Lincoln (2012) quotes

41 total quotes









View Quote Preston Blair: We've managed our members to a fare-thee-well, you've had no defections from the Republican right to trouble you, whereas to what you promised— where the hell are the commissioners?!
James Ashley: Oh my God, it's true. You... you lied to me, Mr. Lincoln! You evaded my requests for a denial that, that there is a Confederate peace offer because, because there is one! We are absolutely guaranteed to lose the whole thing and we'll be discredited, the amendment itself will be tainted. What if, what if these peace commissioners appear today? Or worse, on the morning—
Montgomery Blair: We don't need a goddamned abolition amendment! Leave the Constitution alone! State by state you can extirpate—
Abraham Lincoln: [pounds his hand on the table, silencing them both] I can't listen to this anymore. I can't accomplish a goddamn thing of any human meaning or worth until we cure ourselves of slavery and end this pestilential war, and whether any of you or anyone else knows it, I know I need this! This amendment is that cure! We're stepped out upon the world stage now, now, with the fate of human dignity in our hands. Blood's been spilled to afford us this moment! Now! Now! Now! And you grouse so and heckle and dodge about like pettifogging Tammany Hall hucksters! See what is before you! See the here and now! That's the hardest thing, the only thing that accounts! Abolishing slavery by constitutional provision settles the fate for all coming time. Not only of the millions now in bondage, but of unborn millions to come. Two votes stand in its way. These votes must be procured!
William Seward: We need two yeses. Three abstentions. Four yeses and one more abstention and the amendment will pass.
Abraham Lincoln: You've got a night and a day and a night and several perfectly good hours! Now get the hell out of here and get them!
James Ashley: Yes. But how?
Abraham Lincoln: Buzzard's guts, man. I am the President of the United States of America, clothed in immense power! You will procure me these votes.

**Data excerpts**
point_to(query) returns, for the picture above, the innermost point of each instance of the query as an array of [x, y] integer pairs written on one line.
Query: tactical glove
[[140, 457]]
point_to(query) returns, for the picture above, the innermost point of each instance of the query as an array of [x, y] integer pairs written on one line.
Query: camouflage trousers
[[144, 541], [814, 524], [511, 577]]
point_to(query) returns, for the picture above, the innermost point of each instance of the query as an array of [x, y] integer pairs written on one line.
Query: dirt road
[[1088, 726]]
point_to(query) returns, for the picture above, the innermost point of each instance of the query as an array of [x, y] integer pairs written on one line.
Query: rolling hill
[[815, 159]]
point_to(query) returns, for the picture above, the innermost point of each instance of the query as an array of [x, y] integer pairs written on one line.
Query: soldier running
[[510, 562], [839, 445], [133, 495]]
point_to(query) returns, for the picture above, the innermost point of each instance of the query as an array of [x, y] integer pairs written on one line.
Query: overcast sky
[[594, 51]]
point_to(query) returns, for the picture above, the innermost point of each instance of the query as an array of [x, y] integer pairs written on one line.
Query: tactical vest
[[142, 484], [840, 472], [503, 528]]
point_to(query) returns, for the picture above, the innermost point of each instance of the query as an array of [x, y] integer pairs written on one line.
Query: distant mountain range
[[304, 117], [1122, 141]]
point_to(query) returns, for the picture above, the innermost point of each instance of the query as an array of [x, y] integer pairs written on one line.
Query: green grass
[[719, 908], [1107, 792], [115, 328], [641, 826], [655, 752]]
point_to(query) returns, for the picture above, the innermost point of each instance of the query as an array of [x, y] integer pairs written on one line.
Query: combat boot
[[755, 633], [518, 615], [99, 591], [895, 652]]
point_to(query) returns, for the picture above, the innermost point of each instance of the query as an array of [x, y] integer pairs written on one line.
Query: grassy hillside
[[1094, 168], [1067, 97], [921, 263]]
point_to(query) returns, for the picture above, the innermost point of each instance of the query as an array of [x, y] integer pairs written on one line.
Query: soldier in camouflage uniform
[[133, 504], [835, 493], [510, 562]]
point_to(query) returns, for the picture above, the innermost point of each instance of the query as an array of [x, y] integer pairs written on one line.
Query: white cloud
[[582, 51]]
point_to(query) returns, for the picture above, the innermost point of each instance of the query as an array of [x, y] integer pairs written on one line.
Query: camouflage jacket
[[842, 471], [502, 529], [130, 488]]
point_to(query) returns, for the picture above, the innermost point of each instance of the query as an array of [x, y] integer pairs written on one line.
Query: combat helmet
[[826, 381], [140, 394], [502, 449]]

...

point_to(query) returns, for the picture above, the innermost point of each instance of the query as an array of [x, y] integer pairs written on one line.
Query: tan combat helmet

**Directions**
Reproduce word for word the stretch of the Lincoln (2012) quotes from "William Seward: We" through "Yes. But how?".

**The answer**
William Seward: We need two yeses. Three abstentions. Four yeses and one more abstention and the amendment will pass.
Abraham Lincoln: You've got a night and a day and a night and several perfectly good hours! Now get the hell out of here and get them!
James Ashley: Yes. But how?